## Page excerpt
All we can hope to do is slow them down and make it more difficult for them.
 
Those look the business Carlos - and a good visual deterrant too.

How are they fixed at the bottom? I ask because of the thread that I pointed you to earlier. They made a right mess of the chaps bumper and had almost got his lights.

If you have managed a bolt fixing to steelwork at the bottom, then I think you have cracked it.
 
Hi Maaarrghk, I started with just the large plates at the bottom first stood up like a flag. These were bolted to the top of the steelwork under the plastic bumper as in an angle, the robbin tw*ts came back 6weeks later and bent the bumper to get the lights out, only got one but smashed it to pieces doing it. I then welded the 25mm bar to the top and shaped to fit under the bonnet as is seen in photo. The bottom part of the bars are still bolted through the steel part of the bumper under the plastic and the top is also bolted to the steelwork. Even if they have the time to unbolt the bracket from underneath then they still wont be able to pull the bars away due to the top connection and the fact the bolt is still through the hole. The nearside bkt has to be unbolted from through a hole in the plastic trim I hole sawed using a log extension bar due to the washer bottle, the o/s is just a matter of getting under with a ratchet. To change the bulbs it's just a matter of undoing the top bolts and loosening the bottom bolts enough to let the bracket swing forward at the top, the headlight then slips out of the top .I was thinking about making some more just out of 25mm bar so the cuts will be smaller and drawing a template for the holes to be cut, obviously will be a lot more of a finished look to it. What do you think? Reckon about £45 quid a pair.
 
if yu are going to do it - do them in stainless - slightly more expensive on materials, but looks better and is a bigger to cut through.
 
Sounds like a fair price to me Carlos.

Another option might be to sell drawings for a tenner or so.

Another advantage of your design is that they can't even get the lower trim panels out, something that my own solution does not yet cater for, as I have yet to make up alarm brackets.

MHM is right about using stainless, it is much tougher, but also a bugger to work with, both for cutting and drilling. It may be worth getting in touch with a local lazer cutting company to see how much they would charge to cut profiles for all components, including any holes and slots. That way all you have to do is bend them.

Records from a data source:
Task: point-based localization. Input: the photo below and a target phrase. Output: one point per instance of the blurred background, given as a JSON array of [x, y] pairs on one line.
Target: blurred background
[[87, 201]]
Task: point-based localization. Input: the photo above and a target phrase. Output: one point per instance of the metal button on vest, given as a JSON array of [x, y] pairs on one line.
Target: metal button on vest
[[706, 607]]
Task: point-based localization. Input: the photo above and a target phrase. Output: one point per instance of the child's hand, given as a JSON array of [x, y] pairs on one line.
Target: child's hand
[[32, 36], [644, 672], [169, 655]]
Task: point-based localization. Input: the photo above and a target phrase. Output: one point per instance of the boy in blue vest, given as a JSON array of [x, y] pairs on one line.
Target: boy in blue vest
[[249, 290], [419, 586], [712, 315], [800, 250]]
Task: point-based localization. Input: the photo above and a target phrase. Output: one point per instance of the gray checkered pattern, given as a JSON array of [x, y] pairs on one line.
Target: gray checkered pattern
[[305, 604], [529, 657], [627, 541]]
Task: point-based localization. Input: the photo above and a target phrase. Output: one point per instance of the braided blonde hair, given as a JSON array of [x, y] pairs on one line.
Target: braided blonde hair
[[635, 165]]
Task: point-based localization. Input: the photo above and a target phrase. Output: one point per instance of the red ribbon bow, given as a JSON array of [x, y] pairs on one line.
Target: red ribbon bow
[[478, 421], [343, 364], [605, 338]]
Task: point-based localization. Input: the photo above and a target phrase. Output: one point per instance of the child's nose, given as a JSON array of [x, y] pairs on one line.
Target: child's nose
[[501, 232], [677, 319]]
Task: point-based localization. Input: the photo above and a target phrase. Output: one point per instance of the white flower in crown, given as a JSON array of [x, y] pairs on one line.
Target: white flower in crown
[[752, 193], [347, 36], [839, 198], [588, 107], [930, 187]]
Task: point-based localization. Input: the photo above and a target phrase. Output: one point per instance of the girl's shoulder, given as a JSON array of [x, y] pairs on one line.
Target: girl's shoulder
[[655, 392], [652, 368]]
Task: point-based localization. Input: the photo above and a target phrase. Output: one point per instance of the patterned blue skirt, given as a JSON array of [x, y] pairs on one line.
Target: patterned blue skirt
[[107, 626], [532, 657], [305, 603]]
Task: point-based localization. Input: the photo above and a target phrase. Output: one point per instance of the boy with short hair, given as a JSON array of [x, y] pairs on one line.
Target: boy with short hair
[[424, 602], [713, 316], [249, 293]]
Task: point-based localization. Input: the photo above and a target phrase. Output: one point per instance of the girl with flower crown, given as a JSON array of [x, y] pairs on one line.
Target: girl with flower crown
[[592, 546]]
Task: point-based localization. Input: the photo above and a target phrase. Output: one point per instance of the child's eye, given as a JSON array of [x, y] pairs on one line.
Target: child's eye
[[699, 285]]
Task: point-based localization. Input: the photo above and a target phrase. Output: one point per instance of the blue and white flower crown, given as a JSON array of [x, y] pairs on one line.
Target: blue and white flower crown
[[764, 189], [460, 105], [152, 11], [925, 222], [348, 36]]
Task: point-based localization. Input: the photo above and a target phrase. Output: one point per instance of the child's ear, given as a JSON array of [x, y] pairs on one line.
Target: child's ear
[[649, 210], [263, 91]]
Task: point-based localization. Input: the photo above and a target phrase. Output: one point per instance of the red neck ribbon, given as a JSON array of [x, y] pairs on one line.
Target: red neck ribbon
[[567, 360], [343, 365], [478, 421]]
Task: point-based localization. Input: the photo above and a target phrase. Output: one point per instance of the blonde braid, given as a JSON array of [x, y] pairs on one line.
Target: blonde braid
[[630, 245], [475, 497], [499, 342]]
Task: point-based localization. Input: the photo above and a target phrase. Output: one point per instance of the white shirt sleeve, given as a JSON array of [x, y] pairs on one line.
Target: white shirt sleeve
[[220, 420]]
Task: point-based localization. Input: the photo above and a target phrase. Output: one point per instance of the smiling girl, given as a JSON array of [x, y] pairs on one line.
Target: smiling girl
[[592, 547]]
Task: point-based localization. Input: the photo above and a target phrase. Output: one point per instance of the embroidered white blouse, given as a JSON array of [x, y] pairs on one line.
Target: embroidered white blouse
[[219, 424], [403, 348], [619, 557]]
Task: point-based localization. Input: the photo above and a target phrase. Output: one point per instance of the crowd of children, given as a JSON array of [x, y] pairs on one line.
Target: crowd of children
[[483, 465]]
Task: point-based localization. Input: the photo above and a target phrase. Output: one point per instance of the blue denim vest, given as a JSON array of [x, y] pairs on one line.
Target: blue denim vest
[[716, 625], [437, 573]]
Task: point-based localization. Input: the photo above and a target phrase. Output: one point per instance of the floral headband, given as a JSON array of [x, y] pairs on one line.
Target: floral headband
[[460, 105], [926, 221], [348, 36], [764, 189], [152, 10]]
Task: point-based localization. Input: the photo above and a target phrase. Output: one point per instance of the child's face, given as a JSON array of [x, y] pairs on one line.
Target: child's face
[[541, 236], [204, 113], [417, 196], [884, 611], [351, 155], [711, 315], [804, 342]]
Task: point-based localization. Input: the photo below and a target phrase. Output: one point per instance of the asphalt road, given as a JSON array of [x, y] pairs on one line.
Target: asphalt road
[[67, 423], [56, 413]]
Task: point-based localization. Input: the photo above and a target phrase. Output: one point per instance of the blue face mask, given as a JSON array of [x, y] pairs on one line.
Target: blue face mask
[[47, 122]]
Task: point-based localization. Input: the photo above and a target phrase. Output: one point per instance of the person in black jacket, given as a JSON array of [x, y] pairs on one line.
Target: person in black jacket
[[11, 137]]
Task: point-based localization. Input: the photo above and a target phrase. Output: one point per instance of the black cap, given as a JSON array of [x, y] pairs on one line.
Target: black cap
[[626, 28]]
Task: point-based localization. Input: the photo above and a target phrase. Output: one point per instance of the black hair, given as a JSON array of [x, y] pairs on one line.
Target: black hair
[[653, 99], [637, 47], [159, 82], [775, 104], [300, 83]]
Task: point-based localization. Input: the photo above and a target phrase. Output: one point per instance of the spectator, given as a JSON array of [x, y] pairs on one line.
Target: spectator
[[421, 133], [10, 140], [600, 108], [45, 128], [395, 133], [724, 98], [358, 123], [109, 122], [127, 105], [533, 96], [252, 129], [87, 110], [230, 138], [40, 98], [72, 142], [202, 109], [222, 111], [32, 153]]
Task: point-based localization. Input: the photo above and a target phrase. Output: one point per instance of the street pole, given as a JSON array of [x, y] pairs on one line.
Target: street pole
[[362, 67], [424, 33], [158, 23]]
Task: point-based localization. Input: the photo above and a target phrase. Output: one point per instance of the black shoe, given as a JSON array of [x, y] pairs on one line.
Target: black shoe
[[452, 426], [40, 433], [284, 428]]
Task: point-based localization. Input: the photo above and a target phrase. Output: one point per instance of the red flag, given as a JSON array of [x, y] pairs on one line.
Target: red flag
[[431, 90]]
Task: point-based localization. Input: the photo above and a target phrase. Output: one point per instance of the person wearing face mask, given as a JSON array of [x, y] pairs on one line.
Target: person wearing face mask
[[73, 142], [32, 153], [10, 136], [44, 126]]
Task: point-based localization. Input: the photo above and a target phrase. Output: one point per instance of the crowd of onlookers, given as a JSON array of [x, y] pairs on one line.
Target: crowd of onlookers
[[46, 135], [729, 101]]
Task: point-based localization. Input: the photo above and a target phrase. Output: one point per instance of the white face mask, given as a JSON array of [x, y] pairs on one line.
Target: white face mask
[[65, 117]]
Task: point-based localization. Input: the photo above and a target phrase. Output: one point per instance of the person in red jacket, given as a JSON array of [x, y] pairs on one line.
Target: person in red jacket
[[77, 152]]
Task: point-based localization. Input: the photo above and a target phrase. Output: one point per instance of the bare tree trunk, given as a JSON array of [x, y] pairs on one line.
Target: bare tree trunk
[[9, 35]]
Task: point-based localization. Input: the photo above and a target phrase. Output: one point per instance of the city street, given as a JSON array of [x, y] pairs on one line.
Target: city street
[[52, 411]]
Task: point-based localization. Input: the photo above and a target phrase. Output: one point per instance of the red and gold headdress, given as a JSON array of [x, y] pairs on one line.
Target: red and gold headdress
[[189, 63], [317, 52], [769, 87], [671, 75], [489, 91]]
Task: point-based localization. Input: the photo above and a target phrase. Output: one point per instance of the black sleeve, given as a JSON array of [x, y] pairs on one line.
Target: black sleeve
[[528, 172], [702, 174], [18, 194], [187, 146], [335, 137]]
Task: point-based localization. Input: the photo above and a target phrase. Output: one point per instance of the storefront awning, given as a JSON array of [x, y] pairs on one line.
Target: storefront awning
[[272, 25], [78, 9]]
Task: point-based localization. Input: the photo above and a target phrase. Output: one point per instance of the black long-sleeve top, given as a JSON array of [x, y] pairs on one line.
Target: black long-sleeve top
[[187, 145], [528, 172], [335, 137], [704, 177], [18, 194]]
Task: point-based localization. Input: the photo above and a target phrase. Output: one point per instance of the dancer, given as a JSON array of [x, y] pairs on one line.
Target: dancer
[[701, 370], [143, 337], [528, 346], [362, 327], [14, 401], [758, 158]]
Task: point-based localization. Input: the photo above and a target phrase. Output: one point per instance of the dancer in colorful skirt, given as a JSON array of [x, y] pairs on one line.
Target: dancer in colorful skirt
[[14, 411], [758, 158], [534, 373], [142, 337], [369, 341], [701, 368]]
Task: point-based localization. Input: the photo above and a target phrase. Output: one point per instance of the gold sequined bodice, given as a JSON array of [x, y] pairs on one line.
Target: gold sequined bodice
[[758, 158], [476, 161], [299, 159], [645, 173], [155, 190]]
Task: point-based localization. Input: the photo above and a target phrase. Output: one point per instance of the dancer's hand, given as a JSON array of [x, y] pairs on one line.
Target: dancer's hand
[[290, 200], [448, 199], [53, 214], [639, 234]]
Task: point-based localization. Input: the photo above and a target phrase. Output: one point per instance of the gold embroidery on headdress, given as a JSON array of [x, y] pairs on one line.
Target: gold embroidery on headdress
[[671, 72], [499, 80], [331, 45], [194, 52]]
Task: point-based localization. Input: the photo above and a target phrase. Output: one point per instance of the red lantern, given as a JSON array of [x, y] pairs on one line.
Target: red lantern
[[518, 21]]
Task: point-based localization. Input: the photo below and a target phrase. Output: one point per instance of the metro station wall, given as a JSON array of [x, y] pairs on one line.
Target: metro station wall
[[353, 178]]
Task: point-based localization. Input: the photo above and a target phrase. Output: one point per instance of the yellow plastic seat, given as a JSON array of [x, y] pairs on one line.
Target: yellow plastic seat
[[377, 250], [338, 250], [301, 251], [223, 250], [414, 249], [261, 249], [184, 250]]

## Your tasks
1. In the thread about headlight guard bars, roughly what price per pair is suggested for the bars?
2. Write the next reply in the forum thread about headlight guard bars, following on from its last post.

## Outputs for the tasks
1. About £45 a pair.

2.
Lazer cutters usually need AutoCAD drawings to feed into their machines. I can knock those up if you wish.

Might I suggest that you start a new thread and include your pics. It would also be worthwhile to post on the D2 Boys Club site.
 
Cheers for the feedback guys. I've been in steel n sheetmetal for years now so have access to benders etc. I'll knock up another pair with instructions and templates and give them away free just as a trial tomake sure diy for customers is a viable option and to work out time, effort and price. I'll let you know when they're ready..
 
Carlos, you are an absolute Gent. I can see that it is not "King" Carlos for nothing.

If you do get round to posting sketches, I will be happy to produce AutoCAD drawings if you require. Just let me know.

I will crack on and knock up the alarm brackets for the trim panels that go with my own system, so that way folks can have the choice of your most excellent visible system, or my own discreet solution.
 
Carlos, you are an absolute Gent. I can see that it is not "King" Carlos for nothing.

If you do get round to posting sketches, I will be happy to produce AutoCAD drawings if you require. Just let me know.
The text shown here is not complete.